Write out every one of the rows below verbatim, from the first line through the last, changing nothing.

======== Data for processing ========

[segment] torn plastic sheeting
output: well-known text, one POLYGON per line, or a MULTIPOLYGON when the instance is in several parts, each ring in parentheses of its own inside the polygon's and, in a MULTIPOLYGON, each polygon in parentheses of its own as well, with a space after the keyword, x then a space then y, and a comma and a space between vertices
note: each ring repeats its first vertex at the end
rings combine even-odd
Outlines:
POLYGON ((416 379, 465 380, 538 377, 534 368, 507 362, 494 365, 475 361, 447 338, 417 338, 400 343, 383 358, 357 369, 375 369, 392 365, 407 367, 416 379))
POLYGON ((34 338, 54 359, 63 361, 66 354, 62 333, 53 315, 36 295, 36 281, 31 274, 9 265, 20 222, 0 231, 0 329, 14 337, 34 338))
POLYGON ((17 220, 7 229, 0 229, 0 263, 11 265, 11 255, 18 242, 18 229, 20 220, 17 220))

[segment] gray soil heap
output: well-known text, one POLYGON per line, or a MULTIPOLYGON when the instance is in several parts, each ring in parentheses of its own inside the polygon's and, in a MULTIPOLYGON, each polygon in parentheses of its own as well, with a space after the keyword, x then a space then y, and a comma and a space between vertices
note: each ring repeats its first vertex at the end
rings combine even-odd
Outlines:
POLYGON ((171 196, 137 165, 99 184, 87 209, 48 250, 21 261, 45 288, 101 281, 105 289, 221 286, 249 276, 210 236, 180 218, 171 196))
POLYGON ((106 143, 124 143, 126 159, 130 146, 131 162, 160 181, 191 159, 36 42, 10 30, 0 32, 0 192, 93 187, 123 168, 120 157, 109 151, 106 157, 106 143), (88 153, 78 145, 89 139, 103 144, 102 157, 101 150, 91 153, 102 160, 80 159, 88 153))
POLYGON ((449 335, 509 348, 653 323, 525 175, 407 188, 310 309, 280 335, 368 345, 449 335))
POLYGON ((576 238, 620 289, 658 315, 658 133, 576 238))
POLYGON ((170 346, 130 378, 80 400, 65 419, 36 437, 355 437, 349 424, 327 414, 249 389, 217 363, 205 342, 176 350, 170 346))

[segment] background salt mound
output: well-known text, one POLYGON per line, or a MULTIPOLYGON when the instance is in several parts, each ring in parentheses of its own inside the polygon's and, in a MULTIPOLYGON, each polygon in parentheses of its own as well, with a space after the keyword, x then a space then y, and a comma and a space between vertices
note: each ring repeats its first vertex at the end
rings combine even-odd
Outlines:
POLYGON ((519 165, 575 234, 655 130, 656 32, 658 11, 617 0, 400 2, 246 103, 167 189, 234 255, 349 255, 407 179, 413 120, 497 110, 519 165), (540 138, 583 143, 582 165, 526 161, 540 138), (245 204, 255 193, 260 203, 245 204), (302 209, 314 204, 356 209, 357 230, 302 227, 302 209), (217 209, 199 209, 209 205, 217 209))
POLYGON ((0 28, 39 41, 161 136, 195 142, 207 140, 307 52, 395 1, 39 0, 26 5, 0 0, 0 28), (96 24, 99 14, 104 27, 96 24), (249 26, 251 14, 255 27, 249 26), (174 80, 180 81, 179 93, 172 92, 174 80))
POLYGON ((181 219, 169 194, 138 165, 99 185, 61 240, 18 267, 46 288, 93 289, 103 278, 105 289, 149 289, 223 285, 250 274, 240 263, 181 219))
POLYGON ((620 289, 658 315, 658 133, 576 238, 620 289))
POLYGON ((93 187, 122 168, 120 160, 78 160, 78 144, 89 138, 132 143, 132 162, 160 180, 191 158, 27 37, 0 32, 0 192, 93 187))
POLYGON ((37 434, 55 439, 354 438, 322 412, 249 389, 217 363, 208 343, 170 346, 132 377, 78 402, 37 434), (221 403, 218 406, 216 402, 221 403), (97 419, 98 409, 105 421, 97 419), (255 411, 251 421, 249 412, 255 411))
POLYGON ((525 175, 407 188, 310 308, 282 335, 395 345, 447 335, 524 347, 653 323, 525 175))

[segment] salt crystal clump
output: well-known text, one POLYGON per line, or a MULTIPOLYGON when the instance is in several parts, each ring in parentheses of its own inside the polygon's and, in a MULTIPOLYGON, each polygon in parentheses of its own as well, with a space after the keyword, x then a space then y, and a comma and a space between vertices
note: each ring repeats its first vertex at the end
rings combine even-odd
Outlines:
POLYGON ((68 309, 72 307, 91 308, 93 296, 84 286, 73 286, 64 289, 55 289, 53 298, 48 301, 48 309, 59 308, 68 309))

========

Response to this task:
[segment] torn plastic sheeting
output: well-known text, one POLYGON per line, or a MULTIPOLYGON when the instance is in several parts, each ring in parentheses of its own inside the polygon's and, in a MULTIPOLYGON, each polygon in parentheses of its own as well, with a space after the keyword, x then a space then y, and a comma and a space between vertices
note: each ring repeats its first vertex at the end
rings combine even-odd
Outlines:
POLYGON ((416 379, 465 380, 538 377, 534 368, 507 362, 494 365, 475 361, 447 338, 417 338, 400 343, 383 358, 357 369, 375 369, 392 365, 407 367, 416 379))
POLYGON ((34 338, 54 359, 63 361, 66 354, 62 333, 53 315, 36 295, 36 281, 31 274, 9 265, 20 222, 0 231, 0 329, 14 337, 34 338))
POLYGON ((17 220, 7 229, 0 229, 0 263, 11 265, 11 255, 18 242, 18 229, 20 220, 17 220))

[segment] gray soil heap
output: well-known text, one POLYGON per line, or a MULTIPOLYGON when the instance is in several parts, each ring in parentheses of its own inside the polygon's and, in a MULTIPOLYGON, each polygon in parentheses of its own as well, with a space after the keyword, x then a space then y, and a comma and a space between vertices
note: each ring repeats its first vertex at the end
rings combine even-odd
Outlines:
POLYGON ((171 196, 137 165, 99 184, 87 209, 48 250, 21 261, 45 288, 101 281, 105 289, 221 286, 249 276, 210 236, 180 218, 171 196))
POLYGON ((106 143, 124 143, 126 159, 130 146, 131 162, 160 181, 191 159, 36 42, 10 30, 0 32, 0 192, 93 187, 123 168, 120 157, 109 151, 106 157, 106 143), (88 153, 78 145, 89 139, 103 144, 102 157, 101 150, 91 153, 102 160, 80 159, 88 153))
POLYGON ((449 335, 509 348, 653 323, 525 175, 407 188, 310 309, 280 335, 368 345, 449 335))
POLYGON ((576 238, 620 289, 658 315, 658 133, 576 238))
POLYGON ((170 346, 130 378, 80 400, 65 419, 36 437, 355 437, 349 424, 327 414, 249 389, 217 363, 205 342, 176 350, 170 346))

[segment] background salt mound
output: well-known text, one POLYGON per line, or a MULTIPOLYGON when the instance is in several parts, each ring in parentheses of its own inside the polygon's and, in a MULTIPOLYGON, each polygon in parentheses of its own as well, with a space after the keyword, x then a space then y, and a comma and a space between vertices
note: each ring repeats its first vertex at the end
rings combine even-odd
Outlines:
POLYGON ((519 165, 575 234, 655 130, 656 32, 658 11, 617 0, 400 2, 246 103, 167 189, 234 255, 349 255, 407 179, 413 120, 497 110, 519 165), (540 138, 583 143, 582 165, 526 161, 540 138), (245 204, 255 193, 260 203, 245 204), (302 209, 314 204, 356 209, 357 230, 302 227, 302 209), (217 209, 199 209, 209 205, 217 209))
POLYGON ((0 28, 39 41, 161 136, 195 142, 207 140, 307 52, 395 1, 39 0, 26 5, 0 0, 0 28), (96 24, 99 14, 104 27, 96 24), (249 26, 251 14, 255 27, 249 26), (174 80, 180 81, 179 93, 172 92, 174 80))
POLYGON ((181 219, 169 194, 138 165, 99 185, 61 240, 18 267, 46 288, 93 289, 103 278, 105 289, 149 289, 223 285, 250 274, 240 263, 181 219))
POLYGON ((620 289, 658 315, 658 133, 576 238, 620 289))
POLYGON ((93 187, 122 168, 120 160, 78 160, 78 144, 89 138, 132 143, 132 162, 160 180, 191 158, 27 37, 0 32, 0 192, 93 187))
POLYGON ((37 434, 55 439, 354 438, 322 412, 249 389, 217 363, 208 343, 170 346, 132 377, 78 402, 37 434), (221 403, 218 406, 216 402, 221 403), (97 419, 98 409, 105 421, 97 419), (255 411, 251 421, 249 412, 255 411))
POLYGON ((525 175, 407 188, 310 308, 282 335, 395 345, 447 335, 524 347, 653 323, 525 175))

[segment] salt crystal clump
output: well-known text, one POLYGON per line, or a MULTIPOLYGON when the instance is in several parts, each ring in parentheses of its own inside the polygon's and, in a MULTIPOLYGON, each polygon in parentheses of its own as well, with a space after the keyword, x then a space then y, and a comma and a space between vertices
note: each ring repeats its first vertex at the end
rings combine even-odd
Outlines:
POLYGON ((68 309, 72 307, 91 308, 93 296, 84 286, 73 286, 64 289, 55 289, 53 298, 48 301, 48 309, 59 308, 68 309))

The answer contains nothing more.